> Text block:
>>>
The Pinto actually was a pretty decent car for it's day. Yes, I've owned and even raced a couple of them. I've also had Hondas, Mazdas, Porsches and BMWs. I've also had numerous other cars of the early '70s from Japanese and European makers, and can directly compare them. Yes, they are pretty crude compared to modern cars, but so are even luxury cars from that era. They still make great cars to build hot rods and race cars from.
And wasn't it the Pinto Hatchback that caused all these problems and not the Wagon? My parents owned a wagon a piece, and never had any problems with either. They were good cars (for their time... this was the 1970's, folks).
Ford management knew all about the problem, so they made a little cost-benefit analysis to decide whether to fix the problem or just to leave it as it was. You can look at the famous and often mentioned analysis below:
As you can see, Ford management came to a conclusion that it was much cheaper to pay the law suits, medical expenses, certain amounts for pain and suffering, in a total amount of $49.5 million. Comparing it with $137 million for fixing the tank, it is absolutely logical they decided not to! Right?
<< The pinto was one of the most fuel efficient, reliable, and well built cars of their time>>
Yeah, I'm sure all those families whose members were burned alive simply because they owned a Ford Pinto totally agree.
And why aren't there any Pintos on the road now? I see a TON of imports from the same era driving around.
I had a 1974 Pinto wagon. I often get nostalgic for it, and if I could find one you bet I'd risk a fiery, horrible death and buy it. I never had any problems with it. It didn't blow up, it didn't roll over, and it didn't infect me with a deadly virus either. In fact the only other car I've had that pleased me as much was my wife's 1984 Honda Accord.
The Pinto wagon was just a nice, cheap, reliable car that took me through college in the frozen north and never complained (Potsdam, NY). I wonder if anyone out there has actual data comparing fatalities by make or model from that era. I'd love to put the old 'napalm bomb on wheels' story to rest.
They did rust out up north - but so did every other car. Road salt.
Finally, on a tragic note - my older brother died in a car crash 2 years ago - he was driving one of those "superior" European cars - an Audi. The investigators estimated he was doing about 40 to 45 mph when he went into a ditch and struck a tree. We didn't sue the car company for not designing a car impervious to every conceivable accident.
<<<
> Exercise directions: Can you pull out the part of the Ford Pinto comments from "<< The pinto" up to and including "Pinto totally agree.", copying it word for word? You can set the records aside; nothing here depends on them.

> Data extract:
>>>
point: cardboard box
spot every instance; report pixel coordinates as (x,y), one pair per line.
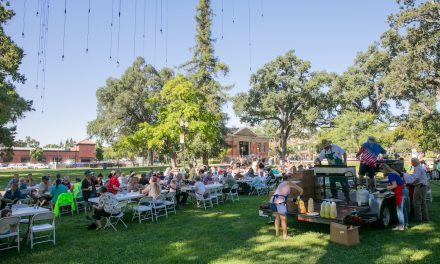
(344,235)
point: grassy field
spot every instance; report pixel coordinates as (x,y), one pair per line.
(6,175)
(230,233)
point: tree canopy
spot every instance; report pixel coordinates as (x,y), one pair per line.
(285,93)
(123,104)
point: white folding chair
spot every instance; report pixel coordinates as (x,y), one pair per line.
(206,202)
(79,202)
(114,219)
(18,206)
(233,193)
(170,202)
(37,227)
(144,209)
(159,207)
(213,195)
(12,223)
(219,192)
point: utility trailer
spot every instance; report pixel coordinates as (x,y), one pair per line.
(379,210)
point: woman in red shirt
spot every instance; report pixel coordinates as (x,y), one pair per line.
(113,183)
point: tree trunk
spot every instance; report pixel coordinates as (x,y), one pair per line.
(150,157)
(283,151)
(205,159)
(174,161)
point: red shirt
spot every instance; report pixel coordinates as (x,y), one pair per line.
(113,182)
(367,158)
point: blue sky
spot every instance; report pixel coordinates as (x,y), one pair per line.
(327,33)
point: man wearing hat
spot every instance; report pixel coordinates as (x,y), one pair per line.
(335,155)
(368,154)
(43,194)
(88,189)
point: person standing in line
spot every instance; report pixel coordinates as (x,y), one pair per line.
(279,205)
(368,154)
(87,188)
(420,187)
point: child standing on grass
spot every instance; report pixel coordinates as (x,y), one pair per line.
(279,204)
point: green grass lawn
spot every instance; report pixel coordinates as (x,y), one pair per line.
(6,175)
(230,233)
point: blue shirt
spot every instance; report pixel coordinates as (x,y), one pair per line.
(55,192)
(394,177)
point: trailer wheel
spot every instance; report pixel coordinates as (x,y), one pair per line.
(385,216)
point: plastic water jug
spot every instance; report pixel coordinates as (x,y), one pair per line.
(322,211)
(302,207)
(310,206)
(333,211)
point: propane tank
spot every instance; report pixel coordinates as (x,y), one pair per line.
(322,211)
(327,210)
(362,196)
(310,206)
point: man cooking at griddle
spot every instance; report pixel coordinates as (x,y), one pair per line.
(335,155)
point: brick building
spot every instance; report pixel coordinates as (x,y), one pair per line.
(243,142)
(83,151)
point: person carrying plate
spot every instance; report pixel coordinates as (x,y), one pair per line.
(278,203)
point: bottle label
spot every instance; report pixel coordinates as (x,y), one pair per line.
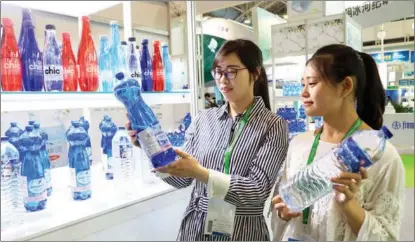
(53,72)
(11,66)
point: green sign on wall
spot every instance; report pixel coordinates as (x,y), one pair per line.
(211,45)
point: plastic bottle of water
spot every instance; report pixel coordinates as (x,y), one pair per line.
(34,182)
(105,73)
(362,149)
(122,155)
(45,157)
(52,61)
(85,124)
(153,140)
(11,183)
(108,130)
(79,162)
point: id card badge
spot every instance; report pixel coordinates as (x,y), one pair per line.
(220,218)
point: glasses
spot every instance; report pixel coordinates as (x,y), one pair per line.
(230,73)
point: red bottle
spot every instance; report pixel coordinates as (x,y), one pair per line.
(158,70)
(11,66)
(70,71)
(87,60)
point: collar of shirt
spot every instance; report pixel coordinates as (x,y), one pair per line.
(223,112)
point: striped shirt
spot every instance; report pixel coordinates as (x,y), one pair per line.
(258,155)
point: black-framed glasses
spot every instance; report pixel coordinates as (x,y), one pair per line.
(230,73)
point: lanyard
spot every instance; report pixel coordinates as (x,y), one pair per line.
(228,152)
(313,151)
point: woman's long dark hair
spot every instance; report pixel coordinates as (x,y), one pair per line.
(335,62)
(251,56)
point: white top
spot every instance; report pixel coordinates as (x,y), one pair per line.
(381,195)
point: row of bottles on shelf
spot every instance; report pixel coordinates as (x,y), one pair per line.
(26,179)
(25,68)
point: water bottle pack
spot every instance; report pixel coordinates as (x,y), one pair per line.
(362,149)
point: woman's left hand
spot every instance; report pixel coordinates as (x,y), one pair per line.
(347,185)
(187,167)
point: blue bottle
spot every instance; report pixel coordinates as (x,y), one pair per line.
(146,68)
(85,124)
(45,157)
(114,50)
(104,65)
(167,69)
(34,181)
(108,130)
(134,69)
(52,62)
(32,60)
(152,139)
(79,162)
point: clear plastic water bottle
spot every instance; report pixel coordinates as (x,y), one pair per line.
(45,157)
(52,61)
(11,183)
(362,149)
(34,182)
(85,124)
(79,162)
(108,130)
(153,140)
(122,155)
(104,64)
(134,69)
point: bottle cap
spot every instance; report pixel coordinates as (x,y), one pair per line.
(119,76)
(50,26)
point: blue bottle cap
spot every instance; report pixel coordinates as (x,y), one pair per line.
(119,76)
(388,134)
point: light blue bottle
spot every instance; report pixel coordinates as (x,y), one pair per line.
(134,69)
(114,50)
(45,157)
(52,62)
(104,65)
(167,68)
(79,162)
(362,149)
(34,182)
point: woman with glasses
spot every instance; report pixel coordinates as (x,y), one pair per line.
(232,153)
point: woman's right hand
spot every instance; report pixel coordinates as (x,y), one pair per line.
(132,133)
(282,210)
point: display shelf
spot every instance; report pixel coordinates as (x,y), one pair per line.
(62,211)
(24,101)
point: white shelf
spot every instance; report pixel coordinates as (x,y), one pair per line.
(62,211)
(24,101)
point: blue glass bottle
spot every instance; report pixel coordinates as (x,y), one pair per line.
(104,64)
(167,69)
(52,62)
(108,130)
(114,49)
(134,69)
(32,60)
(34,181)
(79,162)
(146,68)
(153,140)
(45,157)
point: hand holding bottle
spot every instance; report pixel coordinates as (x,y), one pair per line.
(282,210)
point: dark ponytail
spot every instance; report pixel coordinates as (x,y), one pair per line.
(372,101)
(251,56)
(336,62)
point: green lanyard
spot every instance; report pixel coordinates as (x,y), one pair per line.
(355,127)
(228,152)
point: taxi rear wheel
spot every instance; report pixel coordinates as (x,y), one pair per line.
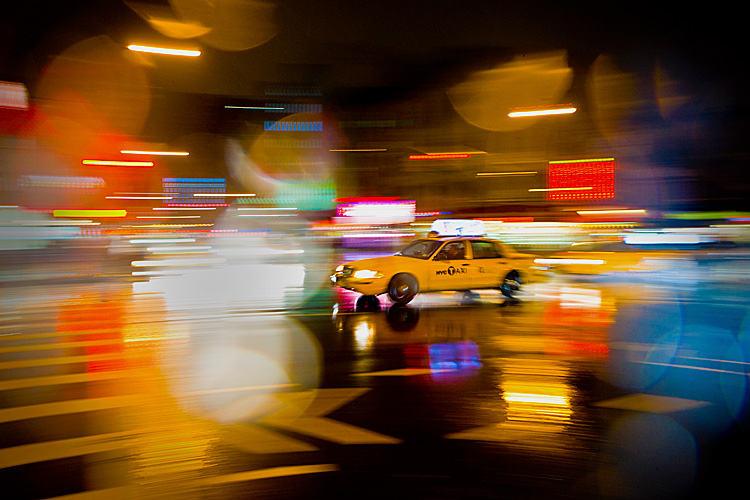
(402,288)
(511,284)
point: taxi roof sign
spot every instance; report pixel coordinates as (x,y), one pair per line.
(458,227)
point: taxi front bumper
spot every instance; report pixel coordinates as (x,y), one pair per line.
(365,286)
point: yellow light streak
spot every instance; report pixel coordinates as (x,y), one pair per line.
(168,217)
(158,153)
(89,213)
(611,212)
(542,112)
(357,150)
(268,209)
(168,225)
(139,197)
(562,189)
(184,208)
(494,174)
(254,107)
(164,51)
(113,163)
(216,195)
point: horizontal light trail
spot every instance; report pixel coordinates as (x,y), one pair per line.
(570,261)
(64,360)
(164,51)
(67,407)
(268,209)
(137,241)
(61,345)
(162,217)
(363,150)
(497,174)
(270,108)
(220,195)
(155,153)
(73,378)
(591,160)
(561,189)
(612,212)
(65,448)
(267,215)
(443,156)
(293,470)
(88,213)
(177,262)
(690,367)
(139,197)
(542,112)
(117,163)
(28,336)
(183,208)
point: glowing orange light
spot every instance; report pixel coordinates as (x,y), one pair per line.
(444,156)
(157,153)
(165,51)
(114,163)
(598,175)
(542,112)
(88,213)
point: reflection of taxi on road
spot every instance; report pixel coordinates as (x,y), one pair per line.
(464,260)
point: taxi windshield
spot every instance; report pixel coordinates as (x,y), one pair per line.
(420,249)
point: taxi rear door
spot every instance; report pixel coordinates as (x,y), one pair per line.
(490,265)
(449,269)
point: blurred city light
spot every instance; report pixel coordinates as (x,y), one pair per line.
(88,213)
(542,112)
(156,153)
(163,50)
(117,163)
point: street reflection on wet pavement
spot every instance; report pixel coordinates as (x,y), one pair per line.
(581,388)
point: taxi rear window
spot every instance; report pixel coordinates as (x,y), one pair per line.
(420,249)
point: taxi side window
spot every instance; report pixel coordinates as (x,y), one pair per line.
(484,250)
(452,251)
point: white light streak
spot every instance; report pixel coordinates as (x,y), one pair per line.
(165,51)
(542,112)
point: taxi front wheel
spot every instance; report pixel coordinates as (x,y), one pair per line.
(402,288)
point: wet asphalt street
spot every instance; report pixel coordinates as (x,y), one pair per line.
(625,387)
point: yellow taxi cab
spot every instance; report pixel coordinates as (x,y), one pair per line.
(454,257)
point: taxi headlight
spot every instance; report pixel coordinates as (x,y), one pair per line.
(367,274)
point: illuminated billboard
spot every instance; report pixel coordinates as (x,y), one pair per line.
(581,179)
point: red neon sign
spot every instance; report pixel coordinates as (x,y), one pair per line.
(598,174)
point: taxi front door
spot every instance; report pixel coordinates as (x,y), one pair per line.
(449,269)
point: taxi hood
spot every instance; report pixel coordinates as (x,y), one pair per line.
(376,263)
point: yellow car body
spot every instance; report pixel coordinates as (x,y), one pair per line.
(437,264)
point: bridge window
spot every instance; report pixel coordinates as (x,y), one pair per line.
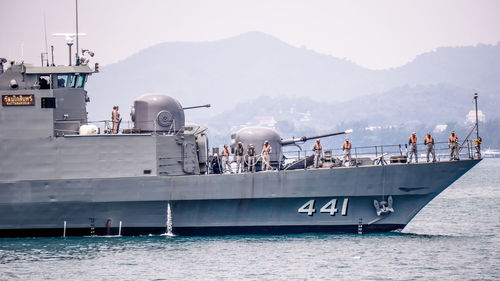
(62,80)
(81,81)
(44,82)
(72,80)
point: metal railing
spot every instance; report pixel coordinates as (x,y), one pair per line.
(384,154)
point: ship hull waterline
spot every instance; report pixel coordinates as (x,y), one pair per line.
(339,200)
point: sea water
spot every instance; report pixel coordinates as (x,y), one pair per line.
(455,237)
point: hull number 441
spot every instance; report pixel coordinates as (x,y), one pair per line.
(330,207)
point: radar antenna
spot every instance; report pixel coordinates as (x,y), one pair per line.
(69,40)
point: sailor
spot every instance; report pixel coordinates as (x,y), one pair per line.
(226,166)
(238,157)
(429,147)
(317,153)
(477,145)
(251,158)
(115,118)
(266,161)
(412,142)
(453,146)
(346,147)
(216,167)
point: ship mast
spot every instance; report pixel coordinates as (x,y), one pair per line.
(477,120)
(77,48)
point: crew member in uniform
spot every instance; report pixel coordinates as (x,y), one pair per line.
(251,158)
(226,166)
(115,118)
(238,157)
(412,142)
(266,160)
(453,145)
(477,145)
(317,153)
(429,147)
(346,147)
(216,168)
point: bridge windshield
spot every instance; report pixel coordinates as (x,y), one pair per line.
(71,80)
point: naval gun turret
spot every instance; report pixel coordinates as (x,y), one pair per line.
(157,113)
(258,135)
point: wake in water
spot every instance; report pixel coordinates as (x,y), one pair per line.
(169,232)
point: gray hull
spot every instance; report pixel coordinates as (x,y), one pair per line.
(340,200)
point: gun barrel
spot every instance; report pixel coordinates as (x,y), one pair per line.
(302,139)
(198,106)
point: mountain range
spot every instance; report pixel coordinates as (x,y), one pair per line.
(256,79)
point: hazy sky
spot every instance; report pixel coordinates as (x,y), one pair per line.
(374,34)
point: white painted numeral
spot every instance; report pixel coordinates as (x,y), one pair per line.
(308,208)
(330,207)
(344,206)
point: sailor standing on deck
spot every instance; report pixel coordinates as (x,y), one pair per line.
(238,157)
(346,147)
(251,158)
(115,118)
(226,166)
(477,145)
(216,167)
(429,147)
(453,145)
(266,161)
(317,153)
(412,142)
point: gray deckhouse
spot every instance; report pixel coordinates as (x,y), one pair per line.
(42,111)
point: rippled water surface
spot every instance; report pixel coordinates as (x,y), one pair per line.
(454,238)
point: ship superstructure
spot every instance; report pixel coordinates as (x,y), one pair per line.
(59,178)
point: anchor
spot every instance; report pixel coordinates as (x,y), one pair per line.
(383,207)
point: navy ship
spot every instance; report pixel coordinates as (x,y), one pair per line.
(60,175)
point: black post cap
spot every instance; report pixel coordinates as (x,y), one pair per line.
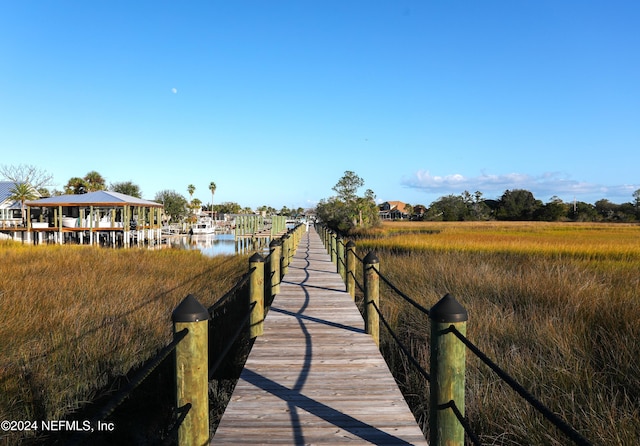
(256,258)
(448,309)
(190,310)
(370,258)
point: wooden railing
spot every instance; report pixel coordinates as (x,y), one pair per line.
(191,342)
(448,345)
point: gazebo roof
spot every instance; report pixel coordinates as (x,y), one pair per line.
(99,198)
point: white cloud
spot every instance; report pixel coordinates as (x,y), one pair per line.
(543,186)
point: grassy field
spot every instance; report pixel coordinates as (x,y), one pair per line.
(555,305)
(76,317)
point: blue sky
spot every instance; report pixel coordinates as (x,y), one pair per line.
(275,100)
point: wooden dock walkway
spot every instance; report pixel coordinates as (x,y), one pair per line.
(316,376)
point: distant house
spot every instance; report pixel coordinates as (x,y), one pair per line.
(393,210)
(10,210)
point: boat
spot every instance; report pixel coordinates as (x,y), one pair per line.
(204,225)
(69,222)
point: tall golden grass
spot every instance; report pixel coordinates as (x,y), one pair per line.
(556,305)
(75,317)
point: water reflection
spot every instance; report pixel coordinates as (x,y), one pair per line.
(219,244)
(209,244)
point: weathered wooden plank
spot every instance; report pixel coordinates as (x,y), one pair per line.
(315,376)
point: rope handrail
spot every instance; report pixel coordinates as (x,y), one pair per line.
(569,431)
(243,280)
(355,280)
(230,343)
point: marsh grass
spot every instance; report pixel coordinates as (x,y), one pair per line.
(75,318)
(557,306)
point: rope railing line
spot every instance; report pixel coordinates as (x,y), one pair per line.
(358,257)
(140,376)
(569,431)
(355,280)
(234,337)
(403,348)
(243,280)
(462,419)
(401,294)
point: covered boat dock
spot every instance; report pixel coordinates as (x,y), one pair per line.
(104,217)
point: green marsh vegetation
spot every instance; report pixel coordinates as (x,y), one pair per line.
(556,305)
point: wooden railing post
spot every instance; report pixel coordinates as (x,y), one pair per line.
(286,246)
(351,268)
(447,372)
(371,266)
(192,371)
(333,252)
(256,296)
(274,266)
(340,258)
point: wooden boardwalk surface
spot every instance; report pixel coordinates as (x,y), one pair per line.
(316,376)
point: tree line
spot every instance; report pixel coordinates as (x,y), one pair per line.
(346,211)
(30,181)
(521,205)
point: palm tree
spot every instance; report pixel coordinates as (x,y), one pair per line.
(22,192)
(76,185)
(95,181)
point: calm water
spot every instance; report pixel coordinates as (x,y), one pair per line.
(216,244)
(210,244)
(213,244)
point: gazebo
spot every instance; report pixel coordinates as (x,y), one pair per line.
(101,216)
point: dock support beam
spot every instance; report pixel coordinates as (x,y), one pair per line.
<<<
> Solved problem:
<< The pinto was one of the most fuel efficient, reliable, and well built cars of their time>>
Yeah, I'm sure all those families whose members were burned alive simply because they owned a Ford Pinto totally agree.